# What to do
(1) In the mobile-first design excerpt, what drives the content in desktop applications?
(2) Rewrite the passage of the mobile-first design excerpt that opens with the words containing "2. Keep it simple" and closes with "work as artists.", replacing "functional" with "practical" everywhere it appears.

# Excerpted text
───
This is hard for designers because it’s contrary to the way they’re used to working. In desktop applications, the layout drives the content. You create a wireframe full of lorem ipsum text, and you figure out the content later. In order to deliver a great user experience on mobile, we need to define the content first and allow that to drive the design.

2. Keep it simple and functional.
Mobile-first design doesn’t usually look fancy. On mobile, users need simple and functional. This can be frustrating for more traditional designers, who approach their work as artists.

As an artist myself, I understand the desire to channel feelings and inspiration into your work. But when designing (and especially designing for mobile), functionality is key. While there’s not a lot of wow factor, there is beauty in their simplicity and joy in a great user experience. Just look at these designs with exceptional mobile UX:

Mobile apps from left to right: Spotify, Google Maps, and Amazon

3. Be transparent with clients.
Even when designers and their teams are devoted to a mobile-first design approach, it can be hard to get clients on board. If a client has had experience going through a traditional design process, they may be excited to dive into designs even if their content isn’t ready. But, as I shared above, starting with content is essential. It can be hard to say no to clients if their content isn’t ready, so it’s important to be clear with them. Let them know that if they choose to make their designs mobile-friendly instead of mobile-first, they may lose customers; the market has adapted, and users want the experience of mobile-first design. A desktop-first design approach is a risk that needs to be managed like any other on a technology project. It’s also important to manage a client’s expectations. When demoing on mobile, there can be less of a wow factor. Clients are used to seeing fancy designs on big screens. If we’re going for mobile, simple, and functional, there will be less pizzazz, but their customers will have a much better experience. 

Can you share a step-by-step mobile-first workflow? Good news — someone already created one! Stephen Hay’s responsive workflow is a great way to adapt your website projects to be truly mobile-first.

Image from Adobe Stock

Why Mobile-First is Better

If you’re having trouble selling a mobile-first approach to your client or design team, here are a few reasons why companies who take a mobile-first approach (not just a mobile-friendly one) will build better, more successful products.
───
# Dataset content
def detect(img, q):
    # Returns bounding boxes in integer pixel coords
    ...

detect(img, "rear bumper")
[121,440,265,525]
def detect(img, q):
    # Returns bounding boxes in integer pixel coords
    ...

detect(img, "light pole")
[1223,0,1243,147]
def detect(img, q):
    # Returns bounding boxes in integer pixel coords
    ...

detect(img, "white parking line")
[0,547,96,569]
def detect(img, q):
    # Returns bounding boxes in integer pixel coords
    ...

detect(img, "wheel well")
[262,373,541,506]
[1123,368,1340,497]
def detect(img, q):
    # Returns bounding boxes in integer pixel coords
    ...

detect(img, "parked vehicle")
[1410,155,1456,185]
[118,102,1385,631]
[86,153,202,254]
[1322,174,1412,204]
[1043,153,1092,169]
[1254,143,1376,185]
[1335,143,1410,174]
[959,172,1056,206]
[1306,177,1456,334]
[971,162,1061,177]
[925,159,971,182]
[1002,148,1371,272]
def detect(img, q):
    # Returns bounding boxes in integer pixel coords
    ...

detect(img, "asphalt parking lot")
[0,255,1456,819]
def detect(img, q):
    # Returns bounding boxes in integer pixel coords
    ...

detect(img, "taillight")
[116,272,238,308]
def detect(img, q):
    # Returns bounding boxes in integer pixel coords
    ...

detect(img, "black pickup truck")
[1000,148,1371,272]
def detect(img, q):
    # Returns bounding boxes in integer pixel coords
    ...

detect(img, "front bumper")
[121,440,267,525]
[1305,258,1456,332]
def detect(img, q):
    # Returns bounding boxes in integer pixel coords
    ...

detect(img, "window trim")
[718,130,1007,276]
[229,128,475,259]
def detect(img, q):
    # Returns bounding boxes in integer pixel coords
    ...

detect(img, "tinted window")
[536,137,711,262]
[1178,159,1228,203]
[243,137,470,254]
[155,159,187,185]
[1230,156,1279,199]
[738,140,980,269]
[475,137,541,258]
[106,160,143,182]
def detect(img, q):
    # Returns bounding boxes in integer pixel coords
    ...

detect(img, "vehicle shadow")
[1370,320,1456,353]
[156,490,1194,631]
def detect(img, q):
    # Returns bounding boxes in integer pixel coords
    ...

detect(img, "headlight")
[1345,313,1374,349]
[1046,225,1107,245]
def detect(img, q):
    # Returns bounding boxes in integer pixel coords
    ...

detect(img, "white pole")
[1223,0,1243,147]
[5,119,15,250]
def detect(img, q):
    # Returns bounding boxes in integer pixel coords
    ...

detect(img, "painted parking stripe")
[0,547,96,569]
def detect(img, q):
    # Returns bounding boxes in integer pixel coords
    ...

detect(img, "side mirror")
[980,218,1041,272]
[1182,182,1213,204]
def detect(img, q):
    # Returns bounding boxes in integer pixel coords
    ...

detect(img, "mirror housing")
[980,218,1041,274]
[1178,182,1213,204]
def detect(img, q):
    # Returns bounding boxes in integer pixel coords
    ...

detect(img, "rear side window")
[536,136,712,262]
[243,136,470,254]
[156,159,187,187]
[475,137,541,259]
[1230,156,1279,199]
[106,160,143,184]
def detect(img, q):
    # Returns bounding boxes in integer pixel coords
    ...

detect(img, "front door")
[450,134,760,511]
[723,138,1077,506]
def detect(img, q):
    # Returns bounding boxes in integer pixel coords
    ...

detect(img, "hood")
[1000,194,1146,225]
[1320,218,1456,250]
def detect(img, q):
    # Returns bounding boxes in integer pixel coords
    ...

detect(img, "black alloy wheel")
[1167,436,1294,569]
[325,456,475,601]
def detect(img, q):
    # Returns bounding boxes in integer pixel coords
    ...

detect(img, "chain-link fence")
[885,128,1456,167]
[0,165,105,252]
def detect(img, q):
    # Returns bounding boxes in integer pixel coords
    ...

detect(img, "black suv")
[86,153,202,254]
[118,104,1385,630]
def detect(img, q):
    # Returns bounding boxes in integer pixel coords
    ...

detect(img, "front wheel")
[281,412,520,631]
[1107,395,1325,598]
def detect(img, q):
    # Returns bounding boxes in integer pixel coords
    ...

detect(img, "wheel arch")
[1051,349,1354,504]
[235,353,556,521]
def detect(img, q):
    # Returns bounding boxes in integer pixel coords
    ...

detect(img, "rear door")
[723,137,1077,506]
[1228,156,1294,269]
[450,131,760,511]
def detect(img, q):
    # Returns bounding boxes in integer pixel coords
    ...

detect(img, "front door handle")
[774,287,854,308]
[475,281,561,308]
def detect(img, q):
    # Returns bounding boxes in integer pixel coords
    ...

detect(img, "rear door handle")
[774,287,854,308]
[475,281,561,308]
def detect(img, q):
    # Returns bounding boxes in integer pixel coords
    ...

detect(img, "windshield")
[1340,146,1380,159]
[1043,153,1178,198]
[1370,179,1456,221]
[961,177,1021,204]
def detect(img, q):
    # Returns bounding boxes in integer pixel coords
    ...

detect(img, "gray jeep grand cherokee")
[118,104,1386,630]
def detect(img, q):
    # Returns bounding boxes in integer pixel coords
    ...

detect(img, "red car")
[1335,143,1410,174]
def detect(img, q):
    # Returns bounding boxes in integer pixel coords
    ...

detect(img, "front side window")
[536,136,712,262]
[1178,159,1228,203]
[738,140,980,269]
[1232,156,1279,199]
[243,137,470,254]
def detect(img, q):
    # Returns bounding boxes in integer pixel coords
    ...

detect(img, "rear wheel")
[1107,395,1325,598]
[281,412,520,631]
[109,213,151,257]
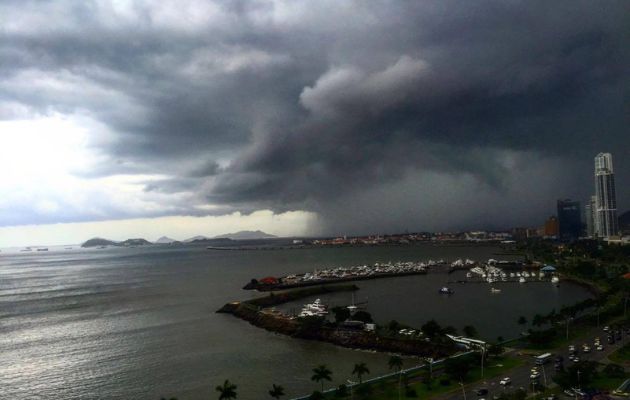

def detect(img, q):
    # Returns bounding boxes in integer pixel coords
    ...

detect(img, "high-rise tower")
[558,199,582,240]
[595,153,619,238]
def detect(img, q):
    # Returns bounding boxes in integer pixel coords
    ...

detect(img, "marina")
[243,258,559,294]
[0,245,590,400]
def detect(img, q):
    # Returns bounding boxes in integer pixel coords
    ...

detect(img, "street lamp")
[424,357,433,379]
[347,379,357,400]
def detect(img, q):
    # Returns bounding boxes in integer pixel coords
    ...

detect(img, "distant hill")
[184,235,210,243]
[81,238,117,247]
[214,231,277,240]
[81,238,151,247]
[619,211,630,235]
[155,236,179,244]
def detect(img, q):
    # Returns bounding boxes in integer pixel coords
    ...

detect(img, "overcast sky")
[0,0,630,246]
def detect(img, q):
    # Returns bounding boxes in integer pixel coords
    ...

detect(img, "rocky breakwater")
[217,285,457,358]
───
# List of answers
(1) The layout.

(2)
2. Keep it simple and practical.
Mobile-first design doesn’t usually look fancy. On mobile, users need simple and practical. This can be frustrating for more traditional designers, who approach their work as artists.